現代のアステカ人に聖書の真理が伝えられる
メキシコのエホバの証人は,長年,「王国の……良いたより」をあらゆる人に伝えるよう努力してきました。(マタイ 24:14)エホバの証人のメキシコ支部は,2000年から,ナワトル語を話す人々すべてにナワトル語で宣べ伝え,ナワトル語を母語としながらもスペイン語の集会に出席していた人たちのためにナワトル語会衆を組織する,というプロジェクトに着手しました。ナワトル語の聖書文書を生産するために一つの翻訳グループを立ち上げ,ナワトル語を話す人々にその言語での読み書きを教える努力も払いました。では,どんな成果があったか,幾つかの経験をご紹介しましょう。
ある先住民の女性は,聖書の話を初めてナワトル語で聞いた時,感激してこう言いました。「わたしたちは10年前から集会に出席していますが,スペイン語がよく分からないので,帰りがけには頭痛がしていました。でも今日は,人生を一からやり直し始めたような気分です」。60歳の男性フアンは,8年前から聖書研究をし,妻子と一緒にスペイン語の集会に出席していましたが,全く進歩しませんでした。その後,ナワトル語で聖書研究をし始め,なんと1年足らずでバプテスマを受けてエホバの証人となりました。
これらの経験からも分かるように,多くの人は最初,スペイン語で聖書に接しましたが,意味を十分理解することができませんでした。しかし,母語の集会や大会に出席したり出版物を受け取ったりした結果,聖書の真理を受け入れることができ,クリスチャンとしての責任をも深く認識するようになりました。
様々な障害を克服する
ナワ族の人たちは霊的進歩を遂げていますが,何の障害もなく進歩したわけではありません。例えば,宗教的な祝祭に加わるようにという強い圧力を受けます。サン・アグスティン・オアパンという町では当局が,家から家へ伝道することを許可しませんでした。町民が祝い事を支持するためのお金を出さなくなる,と恐れたからです。エホバの証人のフロレンシオと地元のナワ族出身の証人たち数人が伝道していたところ,そのうちの3人が逮捕されました。20分もたたないうちに大勢の人が集まって,その3人をどう処置すべきか,決めようとしました。
フロレンシオはこう語っています。「彼らはわたしたちを直ちに始末しようとし,中には,縛って川に投げ込んで溺死させよう,と言う人もいました。その日は,牢屋で一夜を明かしました。翌日,弁護士であった仲間と他の兄弟二人が助けに来てくれましたが,兄弟たちも牢屋に投げ込まれました。最終的に当局は,町から立ち去るという条件で釈放してくれました」。そのような事件があったにもかかわらず,1年後には,バプテスマを受けた証人17名から成る会衆が設立され,集会には約50名が出席していました。
----
**やること**
1. ナワトル語での伝道についての抜粋を「現代のアステカ人に聖書の真理が伝えられる」から始めて「く認識するようになりました。」まで書き直し、「フアン」を「ホセ」に置き換えてください。
2. ナワトル語での伝道についての抜粋の続きを、最後の文のあとから書いてください。

**与えられたデータ**
----
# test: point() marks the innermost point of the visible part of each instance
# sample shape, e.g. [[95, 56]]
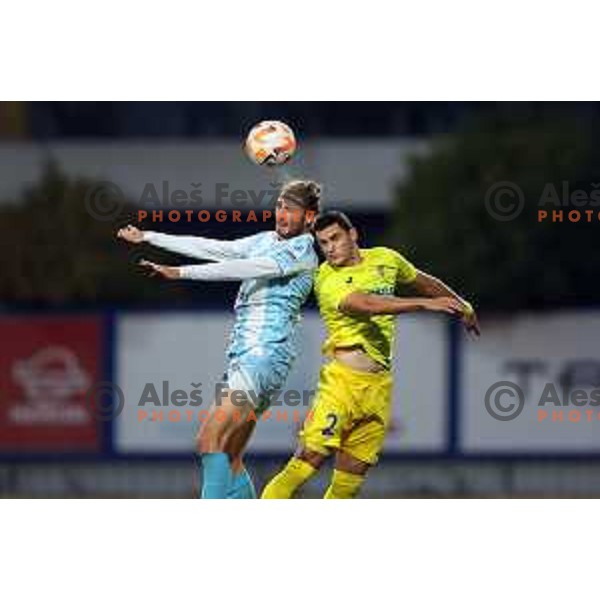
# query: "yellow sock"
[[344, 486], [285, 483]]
----
**練習の答え**
1.
現代のアステカ人に聖書の真理が伝えられる
メキシコのエホバの証人は,長年,「王国の……良いたより」をあらゆる人に伝えるよう努力してきました。(マタイ 24:14)エホバの証人のメキシコ支部は,2000年から,ナワトル語を話す人々すべてにナワトル語で宣べ伝え,ナワトル語を母語としながらもスペイン語の集会に出席していた人たちのためにナワトル語会衆を組織する,というプロジェクトに着手しました。ナワトル語の聖書文書を生産するために一つの翻訳グループを立ち上げ,ナワトル語を話す人々にその言語での読み書きを教える努力も払いました。では,どんな成果があったか,幾つかの経験をご紹介しましょう。
ある先住民の女性は,聖書の話を初めてナワトル語で聞いた時,感激してこう言いました。「わたしたちは10年前から集会に出席していますが,スペイン語がよく分からないので,帰りがけには頭痛がしていました。でも今日は,人生を一からやり直し始めたような気分です」。60歳の男性ホセは,8年前から聖書研究をし,妻子と一緒にスペイン語の集会に出席していましたが,全く進歩しませんでした。その後,ナワトル語で聖書研究をし始め,なんと1年足らずでバプテスマを受けてエホバの証人となりました。
これらの経験からも分かるように,多くの人は最初,スペイン語で聖書に接しましたが,意味を十分理解することができませんでした。しかし,母語の集会や大会に出席したり出版物を受け取ったりした結果,聖書の真理を受け入れることができ,クリスチャンとしての責任をも深く認識するようになりました。

2.
コアパラというナワ族の町では,エホバの証人のアルベルトが,地元の祭りに加わるよう招かれ,それを断わったところ,投獄されました。町民総会が開かれ,ある人たちが,アルベルトを絞首刑にすべきだと強く要求しました。その宗教に入信して地元の慣習に従うのをやめる者への見せしめとすべきだ,と言うのです。証人たちの幾人かがアルベルトを釈放してもらえるよう努力しましたが,それら証人たちも逮捕されてしまいました。そして,1週間に及ぶ祭りが終わった後に,全員が解放されました。しかし,その後も反対が続いたため,高位の役人たちに助けを求めることになり,その結果,迫害をやめるようにとの命令が出されました。興味深いことに,主立った反対者が,しばらく後に聖書の真理を受け入れ,バプテスマを受けました。今ではその町にも会衆があります。
今は収穫の時期
ナワトル語の畑での成長の可能性を見て,多くの証人たちがナワトル語を学んでいます。しかし,様々な問題もあります。ナワ族の人々は,とても引っ込み思案であり,差別を受けてきたため自分の言語を話したがりません。また,ナワトル語には多くの方言つまり地方語もあります。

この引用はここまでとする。